== PROBLEM STATEMENT ==
Identify and pull out each line of the entries in which "segment" occurs.

----- RECORDS TO PROCESS -----

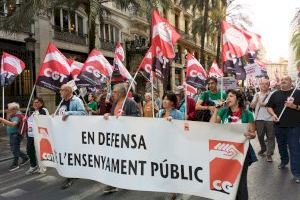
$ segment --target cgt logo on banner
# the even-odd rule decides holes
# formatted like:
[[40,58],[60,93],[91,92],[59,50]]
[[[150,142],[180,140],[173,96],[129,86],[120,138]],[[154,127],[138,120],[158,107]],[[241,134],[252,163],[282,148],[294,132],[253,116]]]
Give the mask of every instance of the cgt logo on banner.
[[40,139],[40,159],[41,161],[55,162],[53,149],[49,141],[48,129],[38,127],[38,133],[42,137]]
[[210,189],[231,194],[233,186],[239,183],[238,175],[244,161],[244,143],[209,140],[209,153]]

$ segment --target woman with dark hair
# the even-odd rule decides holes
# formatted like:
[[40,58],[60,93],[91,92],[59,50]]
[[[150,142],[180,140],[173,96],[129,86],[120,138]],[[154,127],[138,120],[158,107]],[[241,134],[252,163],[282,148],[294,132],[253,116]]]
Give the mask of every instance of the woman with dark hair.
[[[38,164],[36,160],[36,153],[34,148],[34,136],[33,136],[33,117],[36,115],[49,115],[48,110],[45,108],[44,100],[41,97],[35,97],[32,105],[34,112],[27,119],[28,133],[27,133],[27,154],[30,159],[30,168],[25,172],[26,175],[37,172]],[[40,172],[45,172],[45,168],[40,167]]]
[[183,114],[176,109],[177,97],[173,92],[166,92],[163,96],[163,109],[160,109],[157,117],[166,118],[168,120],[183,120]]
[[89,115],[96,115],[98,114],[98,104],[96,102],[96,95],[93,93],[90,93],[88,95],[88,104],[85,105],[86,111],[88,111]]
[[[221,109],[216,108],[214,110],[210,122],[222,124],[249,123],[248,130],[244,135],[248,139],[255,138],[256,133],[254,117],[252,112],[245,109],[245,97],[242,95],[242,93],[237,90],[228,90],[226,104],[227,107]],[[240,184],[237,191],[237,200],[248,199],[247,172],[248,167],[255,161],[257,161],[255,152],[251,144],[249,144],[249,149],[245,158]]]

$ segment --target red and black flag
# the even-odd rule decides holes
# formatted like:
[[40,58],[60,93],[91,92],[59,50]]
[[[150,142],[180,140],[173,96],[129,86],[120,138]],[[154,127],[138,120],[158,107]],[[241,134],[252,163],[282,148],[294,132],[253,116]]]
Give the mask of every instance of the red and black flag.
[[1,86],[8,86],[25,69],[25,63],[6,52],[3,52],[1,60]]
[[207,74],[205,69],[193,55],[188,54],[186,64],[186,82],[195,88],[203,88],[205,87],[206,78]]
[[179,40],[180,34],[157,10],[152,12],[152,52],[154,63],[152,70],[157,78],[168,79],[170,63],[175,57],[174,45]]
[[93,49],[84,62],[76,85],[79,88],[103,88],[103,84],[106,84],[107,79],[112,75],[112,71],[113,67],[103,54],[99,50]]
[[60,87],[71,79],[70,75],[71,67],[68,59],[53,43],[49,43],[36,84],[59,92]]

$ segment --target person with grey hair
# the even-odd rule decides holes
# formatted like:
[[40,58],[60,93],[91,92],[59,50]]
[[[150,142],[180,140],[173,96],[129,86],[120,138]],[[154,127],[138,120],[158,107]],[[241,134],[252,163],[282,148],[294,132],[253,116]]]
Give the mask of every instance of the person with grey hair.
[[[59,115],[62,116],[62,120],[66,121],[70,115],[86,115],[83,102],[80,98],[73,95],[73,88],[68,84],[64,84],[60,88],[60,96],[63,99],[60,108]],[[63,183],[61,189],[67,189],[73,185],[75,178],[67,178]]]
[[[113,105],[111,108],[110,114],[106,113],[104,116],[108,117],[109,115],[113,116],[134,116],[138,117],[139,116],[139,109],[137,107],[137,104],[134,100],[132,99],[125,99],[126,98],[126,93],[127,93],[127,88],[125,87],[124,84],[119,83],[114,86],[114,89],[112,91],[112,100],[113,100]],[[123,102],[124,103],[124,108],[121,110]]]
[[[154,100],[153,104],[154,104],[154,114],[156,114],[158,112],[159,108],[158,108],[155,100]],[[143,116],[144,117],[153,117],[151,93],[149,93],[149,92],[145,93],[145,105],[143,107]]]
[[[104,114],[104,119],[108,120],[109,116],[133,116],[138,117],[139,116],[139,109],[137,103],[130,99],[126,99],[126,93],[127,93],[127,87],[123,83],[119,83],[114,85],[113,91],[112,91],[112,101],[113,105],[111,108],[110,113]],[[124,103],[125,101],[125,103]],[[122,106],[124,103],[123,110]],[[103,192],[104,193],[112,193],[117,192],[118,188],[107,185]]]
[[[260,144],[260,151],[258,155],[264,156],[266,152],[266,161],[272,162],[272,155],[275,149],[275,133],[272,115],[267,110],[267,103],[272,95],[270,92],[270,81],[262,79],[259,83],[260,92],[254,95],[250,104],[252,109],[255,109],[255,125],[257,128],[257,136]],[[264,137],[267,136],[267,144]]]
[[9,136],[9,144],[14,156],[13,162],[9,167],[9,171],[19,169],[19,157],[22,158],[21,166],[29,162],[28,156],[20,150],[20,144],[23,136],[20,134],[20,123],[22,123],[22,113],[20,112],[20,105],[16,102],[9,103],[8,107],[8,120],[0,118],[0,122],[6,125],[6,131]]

-----
----- RECORDS TO PROCESS -----

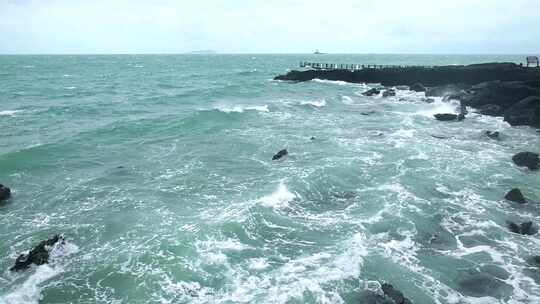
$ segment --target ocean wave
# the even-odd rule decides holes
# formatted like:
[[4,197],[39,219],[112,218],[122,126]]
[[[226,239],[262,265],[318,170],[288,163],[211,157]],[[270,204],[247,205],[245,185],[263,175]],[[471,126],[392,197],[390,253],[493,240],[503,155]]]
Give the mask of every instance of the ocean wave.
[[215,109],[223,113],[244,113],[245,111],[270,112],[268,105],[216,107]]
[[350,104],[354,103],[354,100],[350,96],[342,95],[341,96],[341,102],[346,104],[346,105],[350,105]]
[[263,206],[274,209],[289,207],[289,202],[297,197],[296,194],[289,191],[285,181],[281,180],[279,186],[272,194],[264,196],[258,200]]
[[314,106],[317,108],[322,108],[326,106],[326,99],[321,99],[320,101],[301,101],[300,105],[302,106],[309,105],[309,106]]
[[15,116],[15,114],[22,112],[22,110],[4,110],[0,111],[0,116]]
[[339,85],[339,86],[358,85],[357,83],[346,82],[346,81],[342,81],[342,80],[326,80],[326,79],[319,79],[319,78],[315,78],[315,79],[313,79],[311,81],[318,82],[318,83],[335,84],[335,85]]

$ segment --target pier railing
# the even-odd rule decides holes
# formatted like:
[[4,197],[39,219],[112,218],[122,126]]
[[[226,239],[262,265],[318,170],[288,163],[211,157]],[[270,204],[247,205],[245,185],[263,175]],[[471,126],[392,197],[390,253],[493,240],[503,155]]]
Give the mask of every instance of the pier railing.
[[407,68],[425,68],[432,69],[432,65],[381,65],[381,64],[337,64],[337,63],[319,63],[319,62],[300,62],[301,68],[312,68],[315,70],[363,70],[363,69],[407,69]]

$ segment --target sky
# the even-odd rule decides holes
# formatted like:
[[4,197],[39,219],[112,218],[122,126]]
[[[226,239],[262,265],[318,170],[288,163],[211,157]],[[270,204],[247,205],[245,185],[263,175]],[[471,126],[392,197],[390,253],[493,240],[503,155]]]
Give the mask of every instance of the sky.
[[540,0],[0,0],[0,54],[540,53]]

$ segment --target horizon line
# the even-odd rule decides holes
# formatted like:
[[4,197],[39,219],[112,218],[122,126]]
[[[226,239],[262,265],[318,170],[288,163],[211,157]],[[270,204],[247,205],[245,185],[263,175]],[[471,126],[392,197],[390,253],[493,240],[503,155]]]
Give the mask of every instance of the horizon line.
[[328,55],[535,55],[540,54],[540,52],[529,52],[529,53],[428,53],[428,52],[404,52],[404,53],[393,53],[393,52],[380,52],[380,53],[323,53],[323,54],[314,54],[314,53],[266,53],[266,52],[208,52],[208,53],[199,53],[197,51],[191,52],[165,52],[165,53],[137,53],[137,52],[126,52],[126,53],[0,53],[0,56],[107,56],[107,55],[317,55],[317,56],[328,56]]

-----

== SOLUTION FOR THIS EXERCISE ==
$ segment --target cgt logo on banner
$ segment --target woman with dark hair
$ segment --target red and black flag
$ segment --target person with grey hair
$ segment --target ocean wave
$ segment --target pier railing
$ segment --target sky
$ segment --target horizon line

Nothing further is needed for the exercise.